#### Photo-based referring expression data
>>>

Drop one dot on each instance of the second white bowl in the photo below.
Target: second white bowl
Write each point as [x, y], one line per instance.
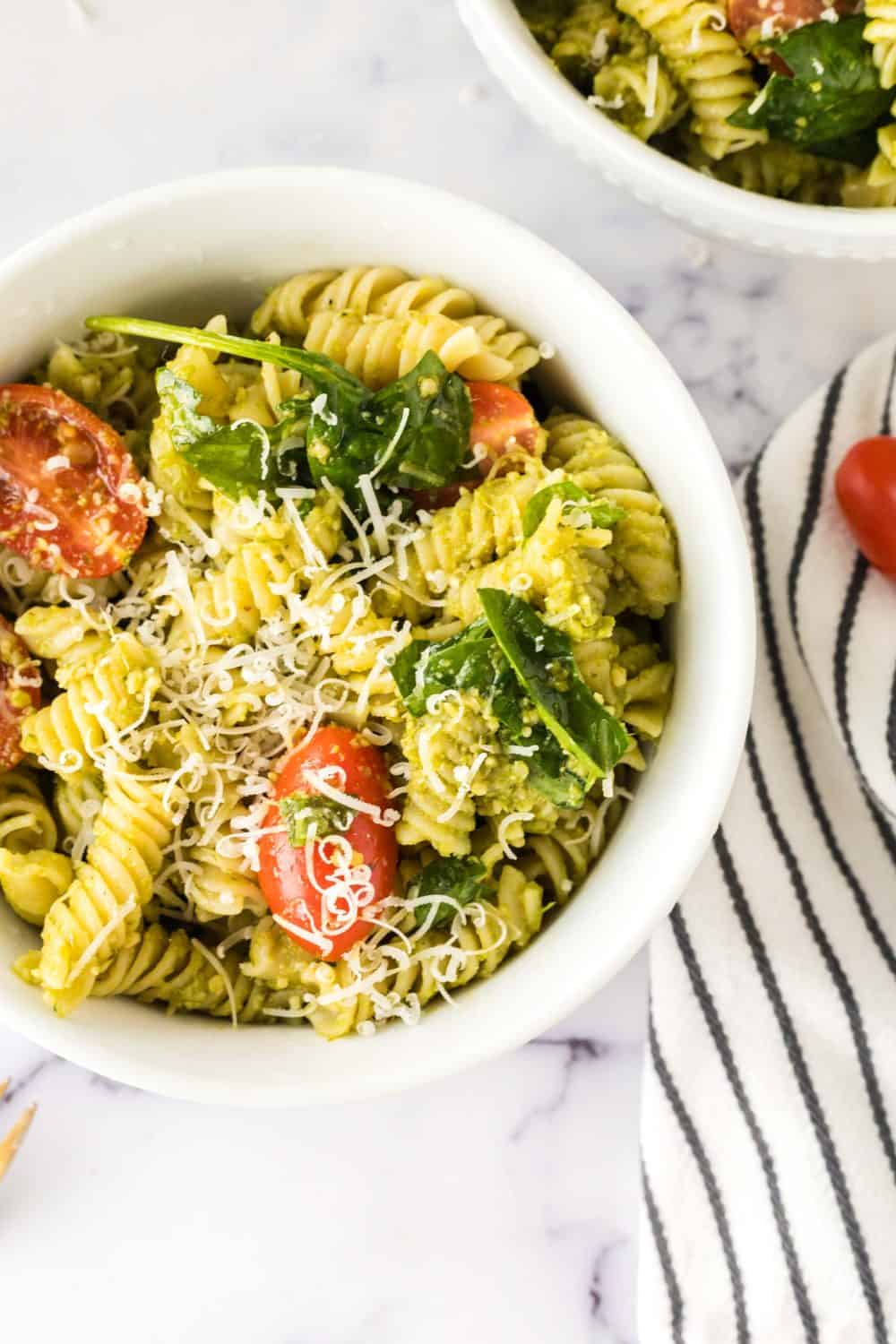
[214, 244]
[712, 207]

<<<

#### Your assignment
Each of the entries above must be copied exactly, but the pictures stay out.

#### Expected answer
Drop one dot on each instance of the second white bowl in the photo below.
Target: second white bowl
Write each point as [x, y], one line per instance.
[214, 244]
[712, 207]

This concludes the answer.